■ Problem to solve:
When you reach the line containing "edge is, box it up" in the entries below, begin reproducing lines exactly, and stop once the line containing "Label: temple building" is done.

■ Exercise materials:
----------
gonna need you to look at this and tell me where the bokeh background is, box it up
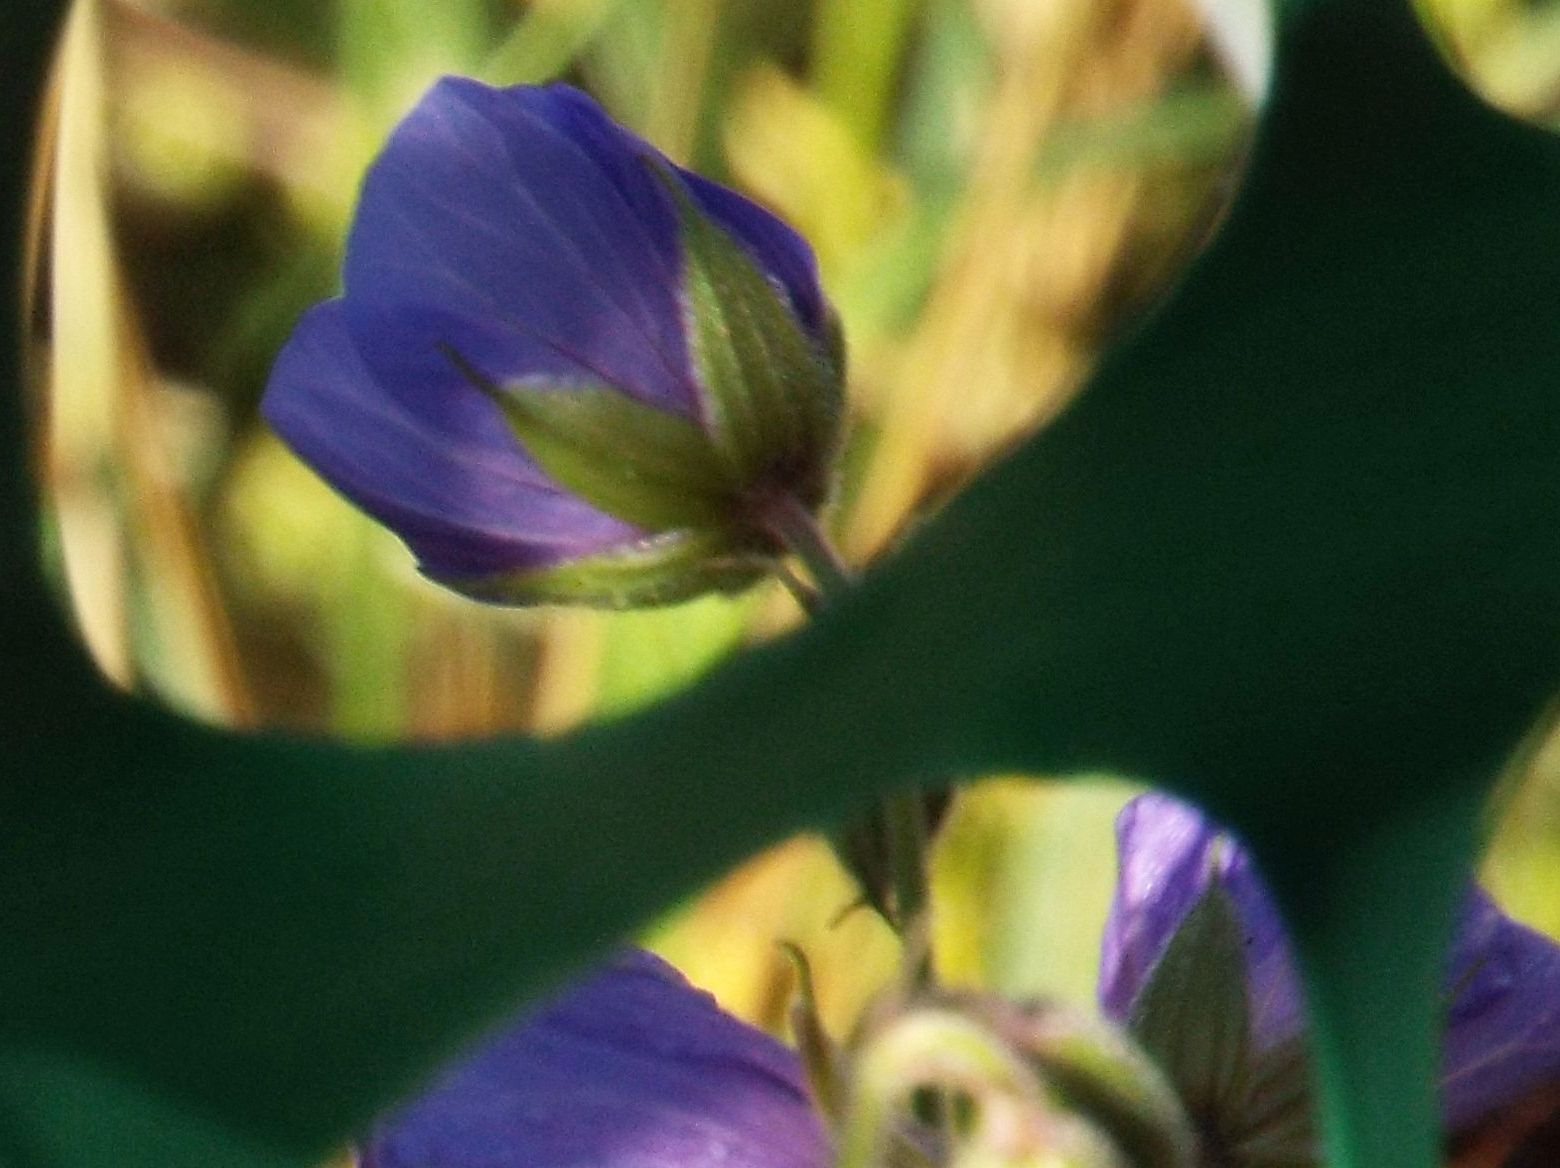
----------
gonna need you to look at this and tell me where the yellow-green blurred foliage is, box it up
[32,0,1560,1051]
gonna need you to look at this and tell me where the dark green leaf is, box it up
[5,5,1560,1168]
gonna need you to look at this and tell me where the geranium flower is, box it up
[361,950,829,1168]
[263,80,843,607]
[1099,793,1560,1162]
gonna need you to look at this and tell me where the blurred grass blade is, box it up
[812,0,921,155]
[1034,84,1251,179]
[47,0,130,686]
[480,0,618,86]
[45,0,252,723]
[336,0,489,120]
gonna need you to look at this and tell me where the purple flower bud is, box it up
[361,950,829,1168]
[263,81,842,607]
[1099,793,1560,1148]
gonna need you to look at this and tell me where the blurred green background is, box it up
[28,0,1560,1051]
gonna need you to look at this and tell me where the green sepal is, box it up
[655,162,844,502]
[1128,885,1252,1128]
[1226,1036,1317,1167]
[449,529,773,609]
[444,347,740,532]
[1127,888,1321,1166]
----------
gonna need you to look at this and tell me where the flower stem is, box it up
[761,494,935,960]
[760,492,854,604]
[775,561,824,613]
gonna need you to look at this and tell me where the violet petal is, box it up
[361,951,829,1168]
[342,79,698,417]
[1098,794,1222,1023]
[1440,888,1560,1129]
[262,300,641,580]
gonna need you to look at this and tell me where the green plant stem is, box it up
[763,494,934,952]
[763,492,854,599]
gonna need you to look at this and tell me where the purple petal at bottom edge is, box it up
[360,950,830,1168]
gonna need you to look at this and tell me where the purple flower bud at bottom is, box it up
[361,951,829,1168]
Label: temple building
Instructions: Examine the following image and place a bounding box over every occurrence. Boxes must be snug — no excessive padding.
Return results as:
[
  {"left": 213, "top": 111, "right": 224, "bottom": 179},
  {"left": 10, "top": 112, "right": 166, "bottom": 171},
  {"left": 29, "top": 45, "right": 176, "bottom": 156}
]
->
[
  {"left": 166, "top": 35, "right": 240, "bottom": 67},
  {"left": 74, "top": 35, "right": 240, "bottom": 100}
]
----------
■ Output of the exercise:
gonna need you to look at this and tell me where the purple petal at bottom edge is, box it up
[360,950,830,1168]
gonna need you to look at this and tell me where the purple flower bud at bottom is, box it up
[361,951,829,1168]
Label: temple building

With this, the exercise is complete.